● PROVIDED RECORDS
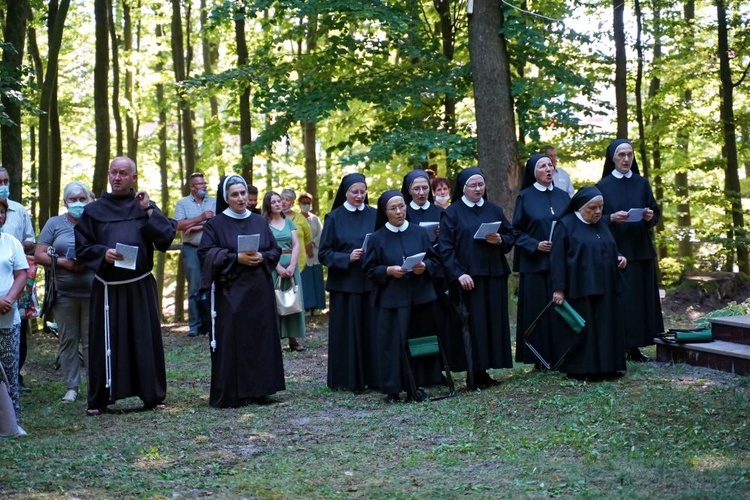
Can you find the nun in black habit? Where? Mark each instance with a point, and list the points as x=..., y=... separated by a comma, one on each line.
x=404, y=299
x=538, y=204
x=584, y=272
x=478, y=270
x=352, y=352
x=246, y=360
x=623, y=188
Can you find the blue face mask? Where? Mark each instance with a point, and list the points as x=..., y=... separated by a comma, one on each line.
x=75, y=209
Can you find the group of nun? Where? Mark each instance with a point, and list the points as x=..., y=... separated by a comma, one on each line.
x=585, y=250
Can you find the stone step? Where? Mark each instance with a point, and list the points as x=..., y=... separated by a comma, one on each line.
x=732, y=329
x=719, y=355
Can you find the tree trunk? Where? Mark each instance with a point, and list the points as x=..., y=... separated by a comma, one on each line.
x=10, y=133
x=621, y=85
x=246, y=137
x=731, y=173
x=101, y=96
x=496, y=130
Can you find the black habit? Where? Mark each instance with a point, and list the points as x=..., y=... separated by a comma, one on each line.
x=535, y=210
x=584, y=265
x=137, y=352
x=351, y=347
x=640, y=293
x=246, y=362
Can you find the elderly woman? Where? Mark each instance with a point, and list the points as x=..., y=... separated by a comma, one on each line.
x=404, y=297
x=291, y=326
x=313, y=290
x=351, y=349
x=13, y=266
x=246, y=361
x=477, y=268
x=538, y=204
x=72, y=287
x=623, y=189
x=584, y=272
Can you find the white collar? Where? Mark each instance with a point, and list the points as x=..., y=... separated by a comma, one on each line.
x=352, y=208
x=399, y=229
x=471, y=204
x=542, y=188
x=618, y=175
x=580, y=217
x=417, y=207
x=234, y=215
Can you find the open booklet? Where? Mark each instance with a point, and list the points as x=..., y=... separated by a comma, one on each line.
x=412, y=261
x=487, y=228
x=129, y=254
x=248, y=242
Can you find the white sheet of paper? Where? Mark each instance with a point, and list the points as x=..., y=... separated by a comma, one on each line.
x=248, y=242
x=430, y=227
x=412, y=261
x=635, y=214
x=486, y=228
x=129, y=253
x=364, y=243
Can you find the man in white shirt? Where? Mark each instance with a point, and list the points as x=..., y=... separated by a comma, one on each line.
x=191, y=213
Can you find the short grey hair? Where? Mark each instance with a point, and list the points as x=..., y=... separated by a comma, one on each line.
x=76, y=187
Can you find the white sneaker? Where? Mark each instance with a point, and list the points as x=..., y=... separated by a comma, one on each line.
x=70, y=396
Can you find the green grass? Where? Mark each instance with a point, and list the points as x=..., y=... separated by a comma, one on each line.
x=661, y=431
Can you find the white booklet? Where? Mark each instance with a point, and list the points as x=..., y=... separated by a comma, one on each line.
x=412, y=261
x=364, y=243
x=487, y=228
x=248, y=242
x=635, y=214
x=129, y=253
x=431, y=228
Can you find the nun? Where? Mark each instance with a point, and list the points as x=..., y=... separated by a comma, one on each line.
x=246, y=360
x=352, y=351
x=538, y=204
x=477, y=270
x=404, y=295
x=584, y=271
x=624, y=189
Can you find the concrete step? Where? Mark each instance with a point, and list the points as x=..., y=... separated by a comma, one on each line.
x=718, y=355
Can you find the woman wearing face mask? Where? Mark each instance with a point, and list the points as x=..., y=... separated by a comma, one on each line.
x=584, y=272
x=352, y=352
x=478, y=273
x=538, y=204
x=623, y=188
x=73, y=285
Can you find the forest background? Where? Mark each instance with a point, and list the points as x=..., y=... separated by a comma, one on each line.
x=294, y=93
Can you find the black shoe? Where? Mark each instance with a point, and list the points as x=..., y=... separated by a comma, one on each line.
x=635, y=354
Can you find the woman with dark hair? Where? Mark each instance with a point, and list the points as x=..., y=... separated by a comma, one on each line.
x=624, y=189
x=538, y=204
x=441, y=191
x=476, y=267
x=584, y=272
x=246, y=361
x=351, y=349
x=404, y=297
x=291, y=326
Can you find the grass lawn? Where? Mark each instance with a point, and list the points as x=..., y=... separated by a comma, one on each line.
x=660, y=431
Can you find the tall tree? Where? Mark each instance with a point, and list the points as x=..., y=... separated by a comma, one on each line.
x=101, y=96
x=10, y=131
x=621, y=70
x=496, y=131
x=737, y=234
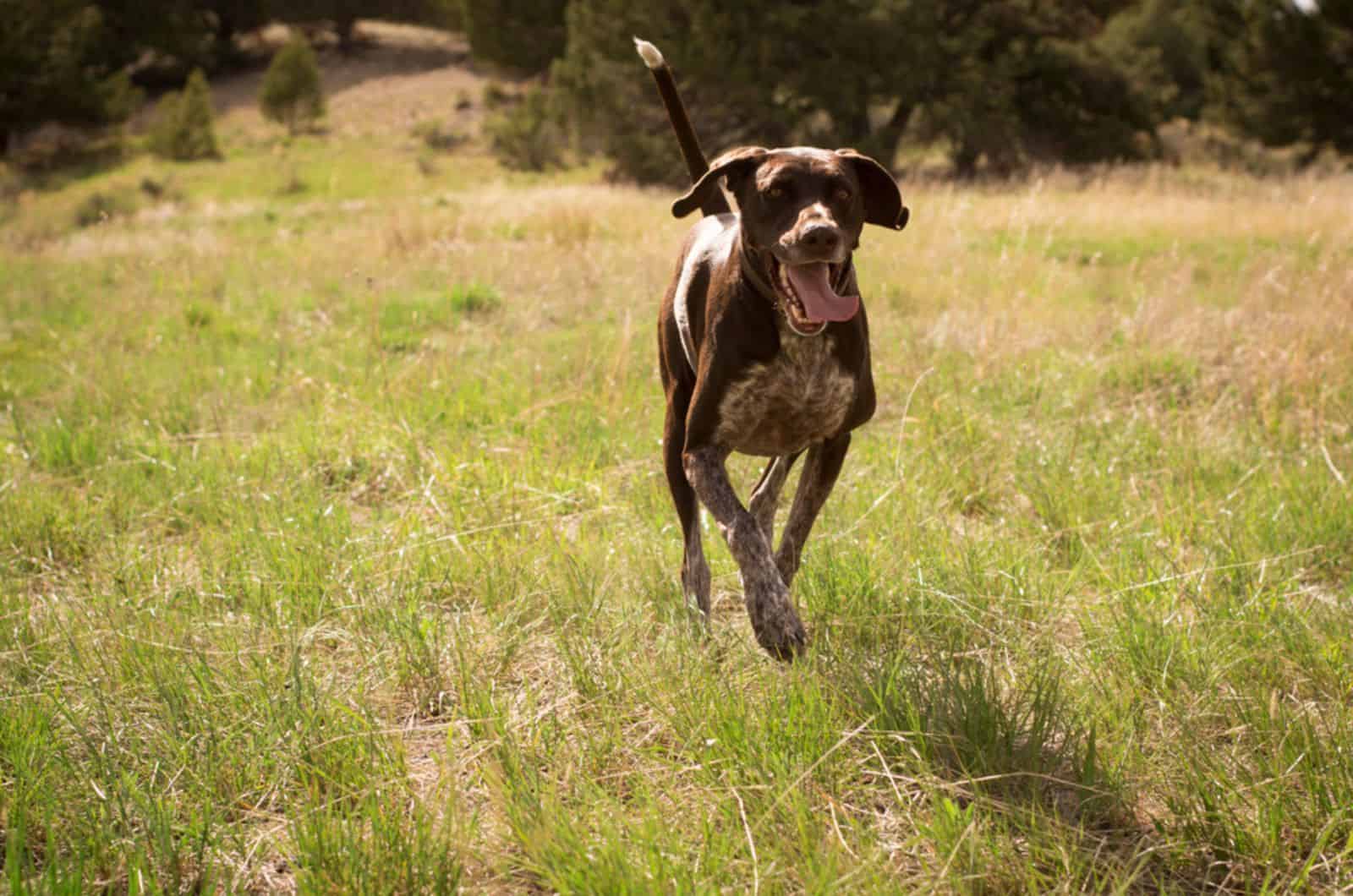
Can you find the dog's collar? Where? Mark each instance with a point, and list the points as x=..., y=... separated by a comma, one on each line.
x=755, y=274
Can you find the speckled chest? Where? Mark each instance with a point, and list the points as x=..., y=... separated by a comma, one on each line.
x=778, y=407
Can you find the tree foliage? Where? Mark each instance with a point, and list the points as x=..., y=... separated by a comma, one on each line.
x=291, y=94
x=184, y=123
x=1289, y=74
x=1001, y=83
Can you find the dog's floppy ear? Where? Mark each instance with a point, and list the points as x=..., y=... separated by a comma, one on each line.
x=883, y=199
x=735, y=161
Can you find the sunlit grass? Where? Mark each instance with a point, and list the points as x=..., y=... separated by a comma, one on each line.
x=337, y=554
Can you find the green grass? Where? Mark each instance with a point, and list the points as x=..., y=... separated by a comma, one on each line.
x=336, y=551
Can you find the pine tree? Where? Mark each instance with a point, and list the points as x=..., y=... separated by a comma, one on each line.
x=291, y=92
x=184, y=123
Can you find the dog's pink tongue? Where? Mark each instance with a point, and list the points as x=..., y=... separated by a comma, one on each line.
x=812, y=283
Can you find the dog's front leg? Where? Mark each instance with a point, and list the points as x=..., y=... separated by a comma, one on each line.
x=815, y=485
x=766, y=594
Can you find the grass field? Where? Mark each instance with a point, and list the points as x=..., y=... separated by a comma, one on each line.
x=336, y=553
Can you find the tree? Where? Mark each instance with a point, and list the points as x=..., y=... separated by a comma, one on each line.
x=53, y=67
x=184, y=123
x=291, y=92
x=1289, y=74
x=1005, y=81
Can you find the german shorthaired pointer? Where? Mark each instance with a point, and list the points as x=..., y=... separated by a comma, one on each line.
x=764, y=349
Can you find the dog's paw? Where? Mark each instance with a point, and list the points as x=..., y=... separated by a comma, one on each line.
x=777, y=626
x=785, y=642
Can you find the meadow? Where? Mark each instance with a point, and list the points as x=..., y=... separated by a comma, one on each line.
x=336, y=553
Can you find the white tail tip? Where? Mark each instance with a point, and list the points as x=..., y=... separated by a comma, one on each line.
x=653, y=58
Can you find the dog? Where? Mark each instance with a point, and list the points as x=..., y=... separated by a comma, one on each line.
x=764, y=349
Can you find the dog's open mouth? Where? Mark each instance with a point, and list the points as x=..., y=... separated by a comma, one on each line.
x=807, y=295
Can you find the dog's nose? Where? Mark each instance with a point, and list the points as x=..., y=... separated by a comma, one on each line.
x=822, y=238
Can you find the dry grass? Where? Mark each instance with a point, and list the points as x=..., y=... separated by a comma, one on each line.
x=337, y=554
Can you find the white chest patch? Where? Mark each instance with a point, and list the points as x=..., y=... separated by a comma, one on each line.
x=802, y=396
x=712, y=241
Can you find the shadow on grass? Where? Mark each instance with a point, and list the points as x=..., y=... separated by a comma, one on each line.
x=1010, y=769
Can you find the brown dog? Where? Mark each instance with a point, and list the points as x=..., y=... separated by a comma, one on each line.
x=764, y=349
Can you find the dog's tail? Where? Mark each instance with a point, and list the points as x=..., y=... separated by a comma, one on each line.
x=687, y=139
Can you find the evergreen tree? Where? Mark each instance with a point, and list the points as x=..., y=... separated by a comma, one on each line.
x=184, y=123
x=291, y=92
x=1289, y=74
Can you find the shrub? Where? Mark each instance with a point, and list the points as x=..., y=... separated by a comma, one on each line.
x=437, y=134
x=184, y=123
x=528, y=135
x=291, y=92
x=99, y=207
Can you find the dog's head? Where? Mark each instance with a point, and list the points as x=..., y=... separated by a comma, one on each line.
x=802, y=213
---
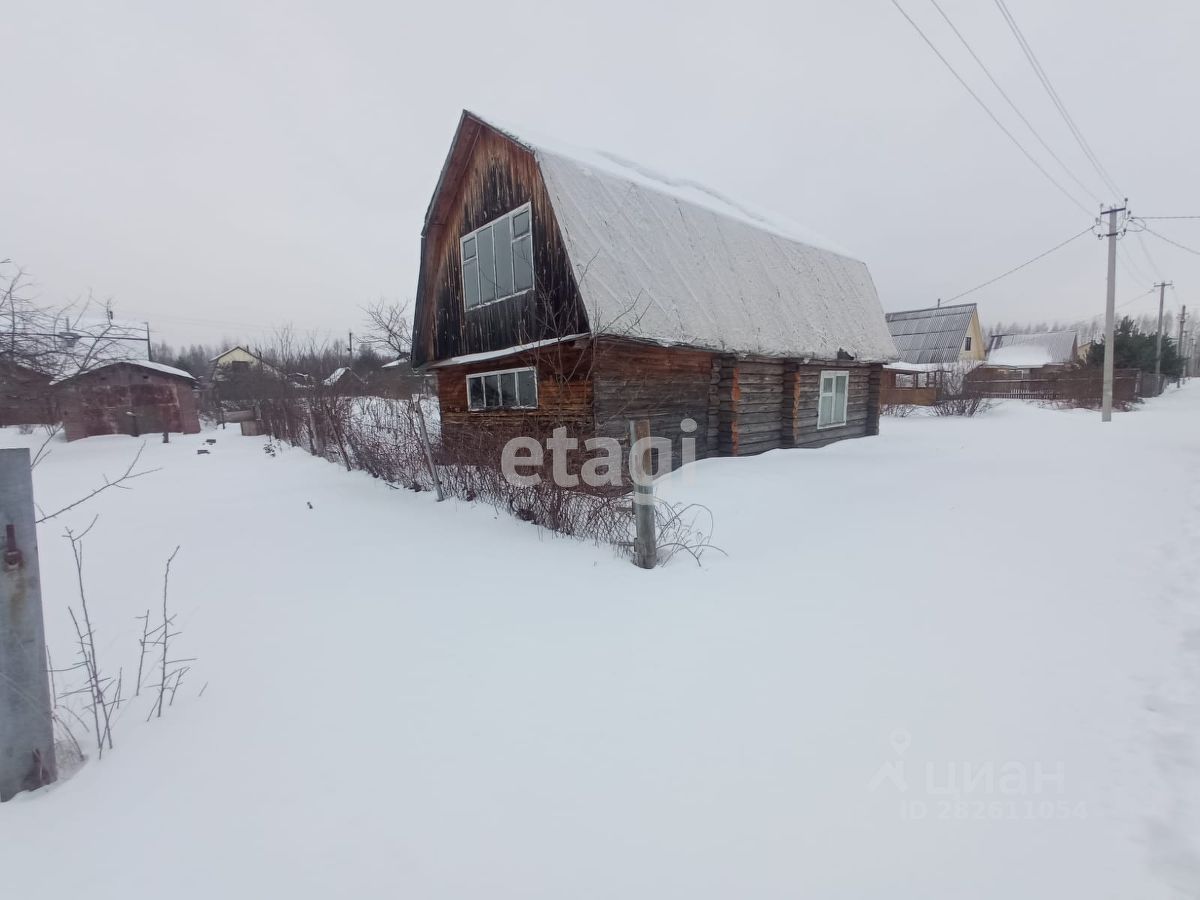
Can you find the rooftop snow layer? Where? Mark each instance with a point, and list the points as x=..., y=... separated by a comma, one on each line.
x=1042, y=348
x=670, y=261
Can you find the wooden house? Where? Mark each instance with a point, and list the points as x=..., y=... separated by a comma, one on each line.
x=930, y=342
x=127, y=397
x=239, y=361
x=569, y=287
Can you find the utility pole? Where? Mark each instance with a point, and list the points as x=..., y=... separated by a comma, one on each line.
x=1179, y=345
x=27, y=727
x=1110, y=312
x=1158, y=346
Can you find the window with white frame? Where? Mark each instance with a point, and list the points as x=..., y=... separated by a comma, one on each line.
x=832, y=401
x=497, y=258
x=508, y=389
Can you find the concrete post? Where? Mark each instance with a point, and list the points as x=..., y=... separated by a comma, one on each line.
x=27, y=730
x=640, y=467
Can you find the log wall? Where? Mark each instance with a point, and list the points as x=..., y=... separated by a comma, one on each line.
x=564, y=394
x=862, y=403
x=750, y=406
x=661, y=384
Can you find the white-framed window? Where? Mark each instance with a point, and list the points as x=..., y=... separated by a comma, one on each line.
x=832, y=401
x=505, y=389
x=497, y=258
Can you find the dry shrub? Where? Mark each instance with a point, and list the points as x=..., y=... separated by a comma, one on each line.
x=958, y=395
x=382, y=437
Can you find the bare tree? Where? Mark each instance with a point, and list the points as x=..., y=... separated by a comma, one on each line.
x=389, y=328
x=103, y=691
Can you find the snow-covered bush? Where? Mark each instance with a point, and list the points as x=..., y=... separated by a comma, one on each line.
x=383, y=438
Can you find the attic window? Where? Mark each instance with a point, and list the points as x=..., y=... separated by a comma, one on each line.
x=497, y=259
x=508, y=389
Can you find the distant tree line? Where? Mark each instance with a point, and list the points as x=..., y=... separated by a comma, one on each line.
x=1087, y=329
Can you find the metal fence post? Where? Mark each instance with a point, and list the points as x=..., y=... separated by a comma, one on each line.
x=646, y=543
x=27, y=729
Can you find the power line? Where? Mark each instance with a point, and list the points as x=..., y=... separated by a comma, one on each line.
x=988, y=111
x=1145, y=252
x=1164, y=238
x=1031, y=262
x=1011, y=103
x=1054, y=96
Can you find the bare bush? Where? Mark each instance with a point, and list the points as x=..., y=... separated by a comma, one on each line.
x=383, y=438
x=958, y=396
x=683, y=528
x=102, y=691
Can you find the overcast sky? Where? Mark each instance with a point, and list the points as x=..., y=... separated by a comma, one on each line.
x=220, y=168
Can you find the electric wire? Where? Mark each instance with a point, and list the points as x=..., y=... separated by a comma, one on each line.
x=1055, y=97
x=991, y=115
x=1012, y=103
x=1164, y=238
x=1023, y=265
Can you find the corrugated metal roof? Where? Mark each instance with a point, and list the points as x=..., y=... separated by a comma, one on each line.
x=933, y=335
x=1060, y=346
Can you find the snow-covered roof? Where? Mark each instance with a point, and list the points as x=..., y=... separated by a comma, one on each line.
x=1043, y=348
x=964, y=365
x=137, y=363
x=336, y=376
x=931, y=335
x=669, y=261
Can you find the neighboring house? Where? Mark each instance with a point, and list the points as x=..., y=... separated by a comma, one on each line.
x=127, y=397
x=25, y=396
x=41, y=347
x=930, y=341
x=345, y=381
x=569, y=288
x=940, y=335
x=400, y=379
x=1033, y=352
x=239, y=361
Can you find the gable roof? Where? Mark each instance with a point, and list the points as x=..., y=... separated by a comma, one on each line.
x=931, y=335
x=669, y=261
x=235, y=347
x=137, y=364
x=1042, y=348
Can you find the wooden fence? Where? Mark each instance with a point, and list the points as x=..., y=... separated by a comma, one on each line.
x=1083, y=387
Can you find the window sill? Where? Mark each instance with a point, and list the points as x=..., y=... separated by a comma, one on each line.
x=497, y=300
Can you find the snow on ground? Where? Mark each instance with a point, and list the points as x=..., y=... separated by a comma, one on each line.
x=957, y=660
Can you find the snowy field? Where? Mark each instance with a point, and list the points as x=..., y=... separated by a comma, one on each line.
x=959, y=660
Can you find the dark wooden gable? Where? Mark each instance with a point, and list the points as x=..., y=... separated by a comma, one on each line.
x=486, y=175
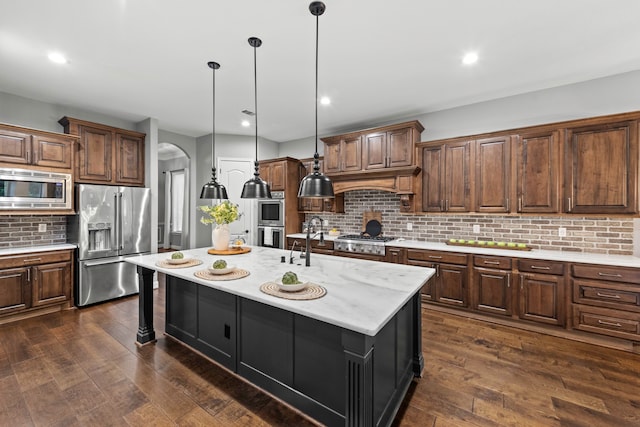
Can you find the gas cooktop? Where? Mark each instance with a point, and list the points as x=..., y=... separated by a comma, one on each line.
* * *
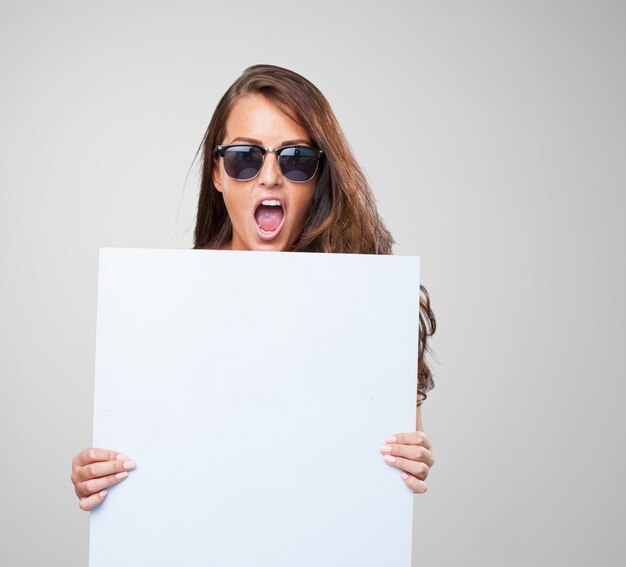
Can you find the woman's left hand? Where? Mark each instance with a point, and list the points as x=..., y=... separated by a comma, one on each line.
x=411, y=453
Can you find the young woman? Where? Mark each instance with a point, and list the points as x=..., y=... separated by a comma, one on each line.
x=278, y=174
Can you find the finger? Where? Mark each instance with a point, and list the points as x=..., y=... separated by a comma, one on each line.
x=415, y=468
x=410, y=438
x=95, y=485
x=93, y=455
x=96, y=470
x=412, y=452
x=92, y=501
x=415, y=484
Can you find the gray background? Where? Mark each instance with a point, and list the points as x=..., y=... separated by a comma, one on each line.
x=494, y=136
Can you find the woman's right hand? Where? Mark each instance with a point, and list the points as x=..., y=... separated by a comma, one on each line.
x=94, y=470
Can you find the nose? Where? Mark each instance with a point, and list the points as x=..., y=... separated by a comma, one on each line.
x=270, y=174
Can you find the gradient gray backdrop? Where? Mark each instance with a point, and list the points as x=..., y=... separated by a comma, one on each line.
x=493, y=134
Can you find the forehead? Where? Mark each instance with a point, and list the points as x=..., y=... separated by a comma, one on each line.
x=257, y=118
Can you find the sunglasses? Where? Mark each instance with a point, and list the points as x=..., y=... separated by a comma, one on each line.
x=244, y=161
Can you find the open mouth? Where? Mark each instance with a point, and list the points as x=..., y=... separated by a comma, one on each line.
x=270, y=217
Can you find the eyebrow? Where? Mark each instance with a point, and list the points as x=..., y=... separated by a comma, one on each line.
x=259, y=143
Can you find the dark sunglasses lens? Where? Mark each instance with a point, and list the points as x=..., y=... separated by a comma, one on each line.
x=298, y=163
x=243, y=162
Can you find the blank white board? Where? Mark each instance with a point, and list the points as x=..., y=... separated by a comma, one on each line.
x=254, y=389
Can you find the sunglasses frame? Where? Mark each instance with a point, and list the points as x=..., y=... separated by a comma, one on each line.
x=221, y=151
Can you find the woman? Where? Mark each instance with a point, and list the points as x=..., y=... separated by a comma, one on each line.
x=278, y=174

● WHAT TO WORK ON
Beginning with the line above that contains "Can you find the dark wooden" and ending with the line that contains "Can you find the gas", quote each line exactly, keeping out the pictures.

● YOUR RESPONSE
Can you find the dark wooden gable? Where? Mark each instance with a point, and list the points as x=..., y=... separated by a comma, one on each line.
x=486, y=175
Can you find the gas cooktop? Where? Mark each instance with a point, and list the points as x=..., y=... separated by a comma, one on each line.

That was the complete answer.